# willamette valley rc



## PflugerPfarms (Aug 7, 2014)

Was counting on entry express for directions to the Q grounds. If someone could post I'd appreciate it.

updates on open progress also greatly appreciated.


----------



## Dave (Nov 5, 2007)

Any news on the Derby ?


----------



## High Sierra (Aug 2, 2010)

Dave said:


> Any news on the Derby ?


Josh Conrad 1st
Alex Drent 2nd
Josh Conrad 3rd
Josh Conrad 4th

Don't know Jams


----------



## Russ (Jan 3, 2003)

High Sierra said:


> Josh Conrad 1st
> Alex Drent 2nd
> Josh Conrad 3rd
> Josh Conrad 4th
> ...


Which dogs?


----------



## PflugerPfarms (Aug 7, 2014)

Unofficially open results
1 - 12, 2 - 10, 3- 20, 4 - 46, rj - 28 , jams 17, 19 ,32, 50, 51


----------



## JKOttman (Feb 3, 2004)

Derby Results
1st: #7 - Battle Creeks Hairy Dog, O-Richard Ellis, H-Josh Conrad
2nd: #9 - Candlewood's Texas T Black Gold, o-Matthew Haley, H-Alex Drent
3rd: #15 - Hidden Acres Seaside Aftermath, 0-Craig Thomas, H-Josh Conrad
4th: #10 - Lone Willow's Poconip Express, o-Dave Rowan, H-Josh Conrad
RJ: #11 - Pirate's Seahawk, o-Gary Zellner,H- Gary Zellner

Jams: #6 - Slick RIver, o-Cindy Bailey, H-Brooke Vandebrake
# 8 - Black Lager Eleven, O-Rich Charrier, h-Jane Patopea
#14 - Boodah's Bodhisattva, O-Merlyn Ahern and Steve Gorrringe, h- Alex Drent


----------



## Tammy Z (Jan 19, 2005)

Thanks to everyone who has posted results. With EE out of commission, we are not able to relate the dogs to the numbers. If anyone has a chance, it would be really appreciated to show the open results with additional information.


----------



## PflugerPfarms (Aug 7, 2014)

Sorry about that
1. 12 max 
2. 10 phoenix 
3. 20 cole
4. 46 dice
rj 28 maggie

jams nitro, cappy, grace, alli, manny
sorry...i can't do handlers / owners...my phone hates rtf


----------



## PflugerPfarms (Aug 7, 2014)

Qual got one series in today.


----------



## Tammy Z (Jan 19, 2005)

Awesome! Thank you for the information! Congratulations to all!

→ Extracted material
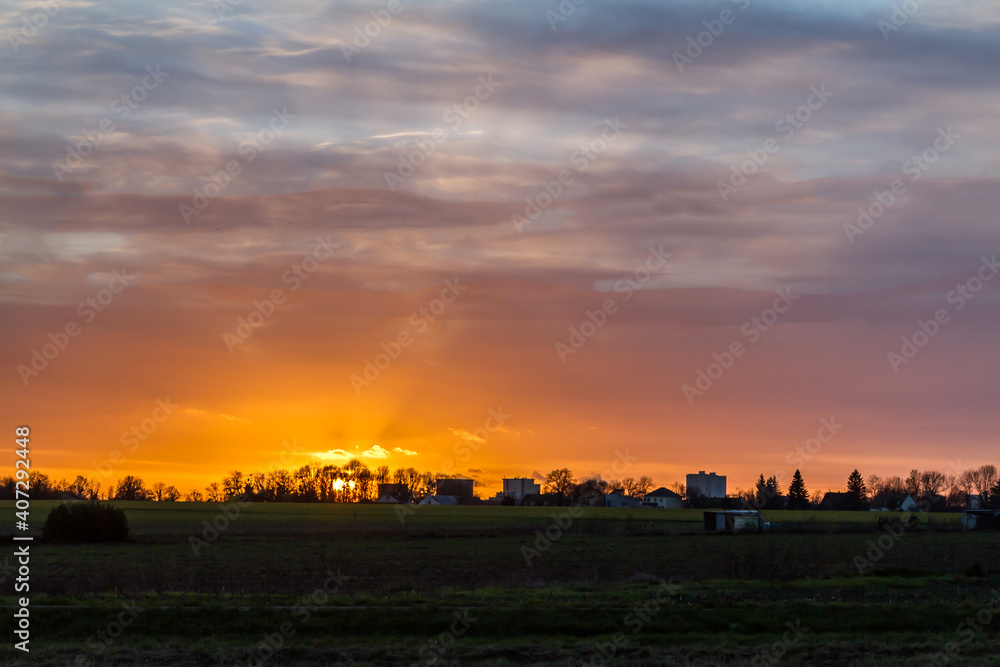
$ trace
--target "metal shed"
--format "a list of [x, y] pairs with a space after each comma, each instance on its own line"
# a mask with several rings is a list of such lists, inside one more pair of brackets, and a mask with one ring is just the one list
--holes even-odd
[[707, 533], [756, 533], [768, 527], [755, 510], [705, 512], [704, 523]]

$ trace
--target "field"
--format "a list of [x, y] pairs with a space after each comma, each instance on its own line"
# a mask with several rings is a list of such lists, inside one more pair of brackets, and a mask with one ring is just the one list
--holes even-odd
[[[129, 542], [32, 546], [31, 664], [990, 665], [1000, 653], [1000, 532], [961, 532], [957, 515], [892, 535], [881, 513], [764, 512], [774, 532], [711, 535], [695, 510], [255, 504], [226, 519], [210, 504], [117, 504]], [[33, 529], [52, 505], [33, 503]], [[7, 644], [0, 662], [16, 653]]]

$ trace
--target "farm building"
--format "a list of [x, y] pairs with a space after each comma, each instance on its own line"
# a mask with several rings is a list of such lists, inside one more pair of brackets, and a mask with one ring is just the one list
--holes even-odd
[[468, 503], [472, 501], [473, 484], [471, 479], [439, 479], [435, 495], [455, 496], [459, 502]]
[[410, 487], [406, 484], [379, 484], [377, 503], [406, 503], [410, 501]]
[[639, 507], [642, 505], [641, 498], [626, 496], [624, 493], [609, 493], [604, 496], [605, 507]]
[[504, 477], [503, 495], [520, 502], [532, 493], [541, 493], [542, 487], [530, 477]]
[[1000, 529], [1000, 510], [965, 510], [959, 522], [964, 530]]
[[919, 512], [920, 506], [908, 493], [885, 492], [872, 498], [873, 512]]
[[714, 472], [705, 473], [699, 470], [697, 475], [687, 476], [688, 498], [703, 496], [705, 498], [725, 498], [726, 497], [726, 476], [716, 475]]
[[756, 533], [769, 528], [760, 512], [754, 510], [726, 510], [705, 512], [705, 532], [707, 533]]
[[457, 505], [458, 498], [455, 496], [427, 496], [418, 505]]
[[643, 498], [643, 502], [653, 507], [679, 510], [684, 506], [684, 499], [678, 493], [674, 493], [666, 487], [660, 487], [656, 491], [651, 491]]

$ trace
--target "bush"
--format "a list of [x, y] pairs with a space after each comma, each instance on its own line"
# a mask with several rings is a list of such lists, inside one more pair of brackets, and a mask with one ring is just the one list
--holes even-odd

→ Exercise tasks
A: In the forum thread's Derby results, list the registered names of the dogs awarded first, second, third, fourth, and RJ.
B: According to the forum thread, who handled the dog that placed second in the Derby?
C: Reproduce the part of the forum thread that begins at the words "# willamette valley" and stops after "I'd appreciate it.".
Rely solely on the forum thread in responding.

→ Worked answers
A: Battle Creeks Hairy Dog; Candlewood's Texas T Black Gold; Hidden Acres Seaside Aftermath; Lone Willow's Poconip Express; Pirate's Seahawk

B: Alex Drent

C:
# willamette valley rc



## PflugerPfarms (Aug 7, 2014)

Was counting on entry express for directions to the Q grounds. If someone could post I'd appreciate it.